* **What this task involves**:
Which lines of the items below contain the word "grey"? Pick out each of those lines and copy it in full.

* **Rows**:
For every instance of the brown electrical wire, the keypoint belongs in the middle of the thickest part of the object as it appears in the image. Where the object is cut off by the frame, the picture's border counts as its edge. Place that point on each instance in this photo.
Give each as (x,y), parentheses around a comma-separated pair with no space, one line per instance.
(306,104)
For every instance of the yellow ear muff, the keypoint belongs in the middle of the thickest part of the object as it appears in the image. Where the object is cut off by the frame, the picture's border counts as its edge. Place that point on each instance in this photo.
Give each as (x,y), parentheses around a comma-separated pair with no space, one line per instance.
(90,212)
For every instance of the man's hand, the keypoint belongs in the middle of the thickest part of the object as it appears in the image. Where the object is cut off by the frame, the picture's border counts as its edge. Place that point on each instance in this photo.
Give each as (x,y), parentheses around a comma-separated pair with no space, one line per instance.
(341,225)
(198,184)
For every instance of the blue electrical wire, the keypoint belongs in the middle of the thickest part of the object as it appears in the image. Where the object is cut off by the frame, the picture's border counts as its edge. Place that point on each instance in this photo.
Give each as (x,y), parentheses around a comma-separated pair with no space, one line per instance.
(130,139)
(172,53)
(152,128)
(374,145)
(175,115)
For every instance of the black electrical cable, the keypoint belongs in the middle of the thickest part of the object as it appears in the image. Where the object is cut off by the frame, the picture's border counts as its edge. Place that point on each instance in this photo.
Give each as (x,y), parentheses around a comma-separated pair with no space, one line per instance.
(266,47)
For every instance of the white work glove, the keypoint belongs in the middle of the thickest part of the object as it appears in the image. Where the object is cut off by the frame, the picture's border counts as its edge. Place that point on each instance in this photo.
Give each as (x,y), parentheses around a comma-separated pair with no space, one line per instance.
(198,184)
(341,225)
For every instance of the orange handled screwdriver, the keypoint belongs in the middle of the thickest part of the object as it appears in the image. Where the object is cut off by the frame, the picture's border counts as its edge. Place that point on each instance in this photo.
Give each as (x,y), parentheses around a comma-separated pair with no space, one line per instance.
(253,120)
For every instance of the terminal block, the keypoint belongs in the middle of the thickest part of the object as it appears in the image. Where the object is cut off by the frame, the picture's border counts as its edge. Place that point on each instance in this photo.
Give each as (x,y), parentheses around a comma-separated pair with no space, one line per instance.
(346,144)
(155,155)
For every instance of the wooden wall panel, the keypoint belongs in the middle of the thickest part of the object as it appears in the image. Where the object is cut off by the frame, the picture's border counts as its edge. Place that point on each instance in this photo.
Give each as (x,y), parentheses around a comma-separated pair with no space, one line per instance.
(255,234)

...

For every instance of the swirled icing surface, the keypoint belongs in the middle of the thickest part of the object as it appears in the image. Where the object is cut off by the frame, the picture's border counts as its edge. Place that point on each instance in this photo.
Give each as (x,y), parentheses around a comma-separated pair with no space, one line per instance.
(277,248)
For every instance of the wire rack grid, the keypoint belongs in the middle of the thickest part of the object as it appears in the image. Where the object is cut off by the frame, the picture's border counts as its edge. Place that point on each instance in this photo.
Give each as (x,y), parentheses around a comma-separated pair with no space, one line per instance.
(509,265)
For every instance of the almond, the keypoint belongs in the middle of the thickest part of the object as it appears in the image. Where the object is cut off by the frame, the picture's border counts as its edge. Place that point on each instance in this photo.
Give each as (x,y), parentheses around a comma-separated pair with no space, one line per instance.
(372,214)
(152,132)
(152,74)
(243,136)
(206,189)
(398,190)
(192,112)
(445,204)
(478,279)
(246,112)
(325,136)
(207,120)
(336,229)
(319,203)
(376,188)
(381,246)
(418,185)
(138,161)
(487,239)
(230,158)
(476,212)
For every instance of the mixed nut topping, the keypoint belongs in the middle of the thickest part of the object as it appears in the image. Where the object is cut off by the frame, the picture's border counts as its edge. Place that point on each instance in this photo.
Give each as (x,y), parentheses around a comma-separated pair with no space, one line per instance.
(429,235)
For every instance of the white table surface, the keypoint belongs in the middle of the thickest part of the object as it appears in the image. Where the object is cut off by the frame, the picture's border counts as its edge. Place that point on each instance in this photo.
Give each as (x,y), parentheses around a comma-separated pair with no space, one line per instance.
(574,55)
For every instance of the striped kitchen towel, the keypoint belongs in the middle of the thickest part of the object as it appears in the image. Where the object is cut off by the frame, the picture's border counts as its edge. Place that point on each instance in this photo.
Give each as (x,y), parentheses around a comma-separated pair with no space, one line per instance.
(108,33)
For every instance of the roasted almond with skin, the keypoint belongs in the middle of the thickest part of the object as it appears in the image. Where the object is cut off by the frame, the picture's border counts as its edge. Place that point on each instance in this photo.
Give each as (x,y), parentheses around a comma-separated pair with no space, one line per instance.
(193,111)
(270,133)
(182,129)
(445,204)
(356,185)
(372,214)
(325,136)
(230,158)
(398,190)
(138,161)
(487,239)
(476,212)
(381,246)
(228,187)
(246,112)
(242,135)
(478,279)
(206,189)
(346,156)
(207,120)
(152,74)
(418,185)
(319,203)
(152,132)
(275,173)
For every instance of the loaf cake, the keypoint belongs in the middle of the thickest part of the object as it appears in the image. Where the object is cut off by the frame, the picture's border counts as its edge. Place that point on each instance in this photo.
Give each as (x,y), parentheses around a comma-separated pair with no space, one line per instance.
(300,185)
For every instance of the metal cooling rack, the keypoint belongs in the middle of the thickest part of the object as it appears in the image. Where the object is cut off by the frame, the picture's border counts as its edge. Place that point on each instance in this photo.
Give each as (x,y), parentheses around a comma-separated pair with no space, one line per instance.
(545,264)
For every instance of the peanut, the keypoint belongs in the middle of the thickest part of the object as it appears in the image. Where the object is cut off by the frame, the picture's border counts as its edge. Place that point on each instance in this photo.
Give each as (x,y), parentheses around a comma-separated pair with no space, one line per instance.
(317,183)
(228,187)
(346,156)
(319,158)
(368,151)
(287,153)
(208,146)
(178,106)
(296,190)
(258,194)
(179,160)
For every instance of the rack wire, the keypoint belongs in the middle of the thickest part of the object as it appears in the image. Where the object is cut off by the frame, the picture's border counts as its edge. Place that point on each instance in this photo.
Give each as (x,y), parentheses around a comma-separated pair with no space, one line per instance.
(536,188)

==

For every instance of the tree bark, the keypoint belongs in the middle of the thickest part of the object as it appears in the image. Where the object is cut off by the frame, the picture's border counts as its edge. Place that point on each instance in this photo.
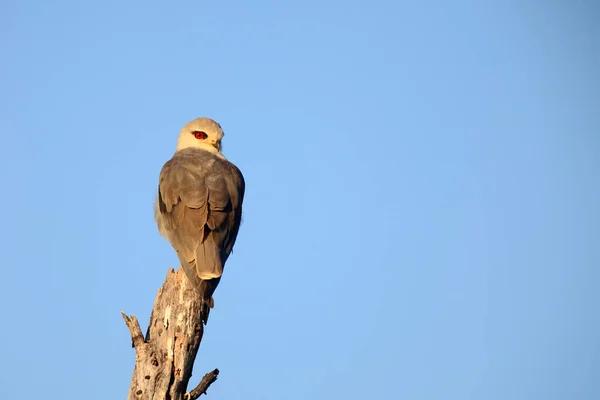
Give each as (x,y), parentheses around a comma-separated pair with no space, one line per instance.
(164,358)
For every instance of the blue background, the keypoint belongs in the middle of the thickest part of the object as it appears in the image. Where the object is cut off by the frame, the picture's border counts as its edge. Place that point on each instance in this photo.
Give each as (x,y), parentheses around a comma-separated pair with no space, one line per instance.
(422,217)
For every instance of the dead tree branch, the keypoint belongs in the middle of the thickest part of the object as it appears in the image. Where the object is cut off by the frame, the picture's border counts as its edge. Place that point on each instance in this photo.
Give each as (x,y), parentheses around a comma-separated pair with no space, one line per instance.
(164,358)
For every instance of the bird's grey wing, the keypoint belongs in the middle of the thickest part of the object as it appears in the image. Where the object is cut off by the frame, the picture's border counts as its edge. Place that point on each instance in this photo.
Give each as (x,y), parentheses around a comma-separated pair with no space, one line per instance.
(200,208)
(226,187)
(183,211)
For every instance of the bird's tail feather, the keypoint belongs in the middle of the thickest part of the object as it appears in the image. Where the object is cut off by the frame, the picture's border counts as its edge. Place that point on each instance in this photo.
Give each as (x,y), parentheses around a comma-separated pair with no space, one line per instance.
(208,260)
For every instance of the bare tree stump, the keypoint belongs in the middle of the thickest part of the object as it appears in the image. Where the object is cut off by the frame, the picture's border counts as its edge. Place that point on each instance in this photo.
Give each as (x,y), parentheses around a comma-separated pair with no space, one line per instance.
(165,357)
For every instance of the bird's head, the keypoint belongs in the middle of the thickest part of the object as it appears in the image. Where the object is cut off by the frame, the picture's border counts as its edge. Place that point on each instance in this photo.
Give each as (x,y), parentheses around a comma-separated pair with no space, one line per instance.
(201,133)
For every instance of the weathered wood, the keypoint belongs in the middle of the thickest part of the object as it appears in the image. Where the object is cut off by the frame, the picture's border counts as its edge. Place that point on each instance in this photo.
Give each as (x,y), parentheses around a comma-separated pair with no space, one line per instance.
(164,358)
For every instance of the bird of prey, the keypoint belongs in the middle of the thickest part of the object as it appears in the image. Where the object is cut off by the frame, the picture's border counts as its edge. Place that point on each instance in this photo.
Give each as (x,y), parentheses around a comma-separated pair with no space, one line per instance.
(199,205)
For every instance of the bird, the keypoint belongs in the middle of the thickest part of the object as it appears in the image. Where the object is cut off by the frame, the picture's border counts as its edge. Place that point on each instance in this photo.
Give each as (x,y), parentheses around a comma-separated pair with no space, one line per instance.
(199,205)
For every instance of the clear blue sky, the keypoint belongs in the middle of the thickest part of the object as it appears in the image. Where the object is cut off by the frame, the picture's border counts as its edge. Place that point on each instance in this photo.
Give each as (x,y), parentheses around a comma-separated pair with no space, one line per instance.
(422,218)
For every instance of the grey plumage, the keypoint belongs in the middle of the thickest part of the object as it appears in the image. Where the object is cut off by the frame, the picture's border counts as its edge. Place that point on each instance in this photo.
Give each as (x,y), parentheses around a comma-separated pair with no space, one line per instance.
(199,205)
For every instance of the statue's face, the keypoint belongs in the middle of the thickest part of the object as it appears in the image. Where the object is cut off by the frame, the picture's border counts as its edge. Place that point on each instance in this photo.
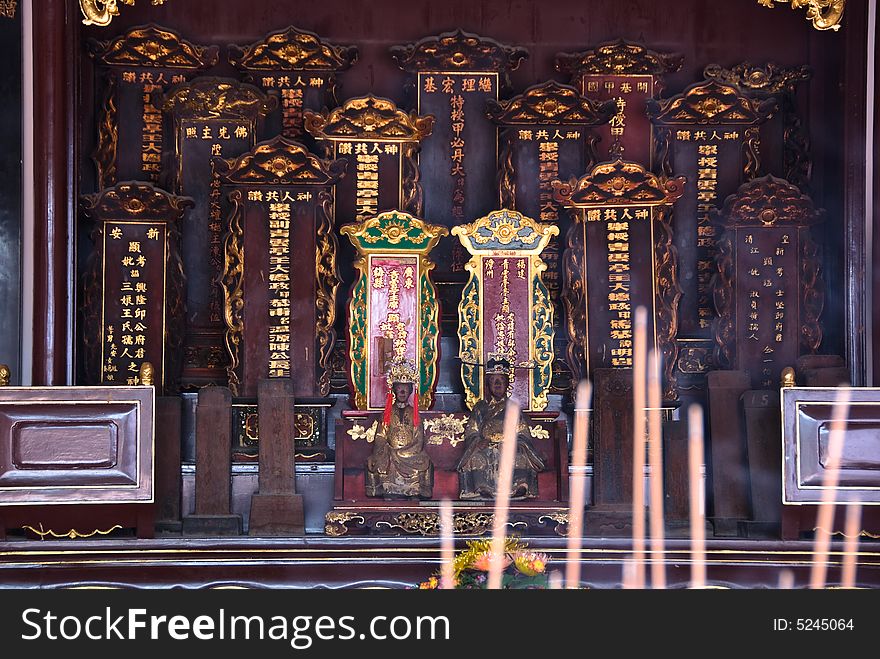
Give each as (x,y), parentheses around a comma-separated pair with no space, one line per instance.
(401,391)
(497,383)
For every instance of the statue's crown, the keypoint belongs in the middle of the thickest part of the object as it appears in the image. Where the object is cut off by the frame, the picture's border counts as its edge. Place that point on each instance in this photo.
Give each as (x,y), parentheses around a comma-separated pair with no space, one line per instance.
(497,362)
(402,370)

* **Exercise response**:
For every instance of the bird's grey wing, the keypoint belongs in the middle of the thickest part of the object as it appears in the image. Where the object is cut off by the frame, the picture's border counts as its edge. Place that point on each instance in this photo.
For every instance of the grey plumage, the keypoint belongs in the middle of the thickest part of the object as it appears in the image. Where the object is cut off by the frame, the picture's border counts as its edge. Place that point on each instance in this photo.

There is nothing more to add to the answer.